The Tax Cuts and Jobs Act passed in late 2017 overhauled the tax code and the federal Historic Rehabilitation Tax Credit (“HTC”) was no exception. The most significant change to the HTC was that the credit now needed to be claimed “ratably” over a 5-year period. While the credit has always had a “holding period” of five years in which ownership of the historic building or buildings cannot change, the entire amount of the credit was previously claimed in one year.
This change was initially met with confusion and additional questions from industry experts. The treasury regulations require a taxpayer to reduce its tax basis by an amount equal to the amount of tax credits claimed. If utilizing a “Master Lease” structure pursuant to IRC § 50(d), where the tenant is treated as the owner (and therefore may claim the credits), the tenant has no tax basis in the building and therefore recognizes “50(d) income” equal to the amount of the credits. The main question was whether this basis reduction or 50(d) income would also be taken ratably (at the same percentage as the HTCs) or would continue to take place all in year 1.

(Records provided)
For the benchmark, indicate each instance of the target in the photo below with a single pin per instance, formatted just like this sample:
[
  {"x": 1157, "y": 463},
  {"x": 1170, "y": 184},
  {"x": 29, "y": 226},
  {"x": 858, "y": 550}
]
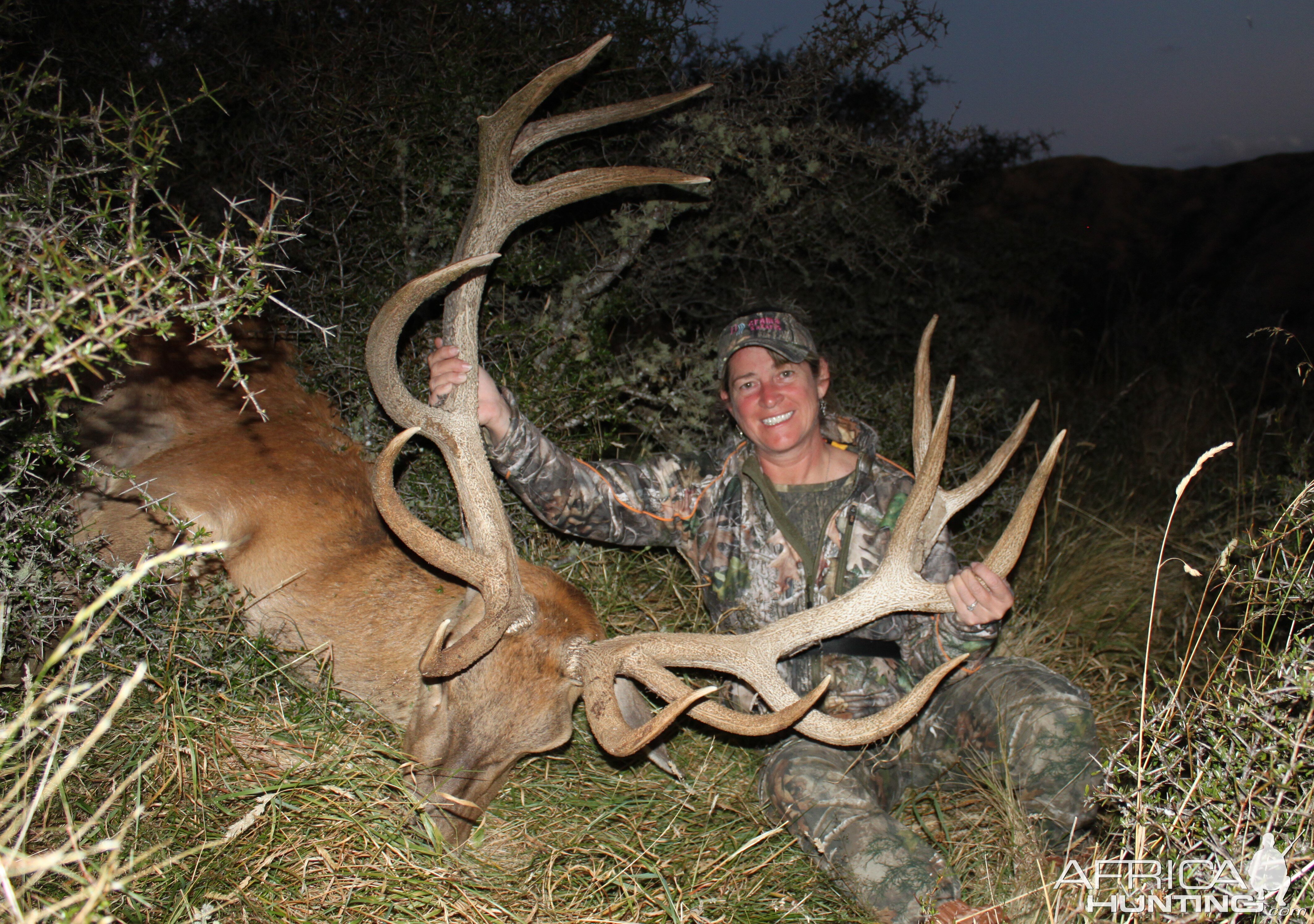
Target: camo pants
[{"x": 1012, "y": 718}]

(Complete the following)
a: From the passage on the Historic Rehabilitation Tax Credit, list every term the writer sets in quotation marks.
b: Please carry on the passage about the Historic Rehabilitation Tax Credit, picking up after its final sentence.

(Answers to the exercises)
a:
- HTC
- ratably
- holding period
- Master Lease
- 50(d) income

b:
In its proposing release earlier this year (in the United States permanent regulatory changes are typically proposed by regulatory agencies to allow for feedback prior to adoption) the IRS indicated that the basis reduction or 50(d) income should continue to take place all in year 1, despite the credits now being claimed ratably. The proposing release also included a rule for calculating the credit and defined “Ratable Share” and “Rehabilitation Credit Determined”. The proposing release also contains examples of how these regulatory changes would be applied.
In the Final Regulations, effective as of September 18, 2020 the IRS effectively adopted the proposing release “as is.” It included clarifications in response to comments it received, specifically:
- The full amount of the basis reduction/50(d) income pickup occurs in year 1, even where the tax credits are taken ratably over 5 years.
- The HTC is not allocated by the partnership, but is calculated at the partner level (subject to partner-level limitations), based on the amount of Qualified Rehabilitation Expenditures (“QREs”) allocated to each partner. QREs are still taken into account by each partner in the tax year the building is placed in service.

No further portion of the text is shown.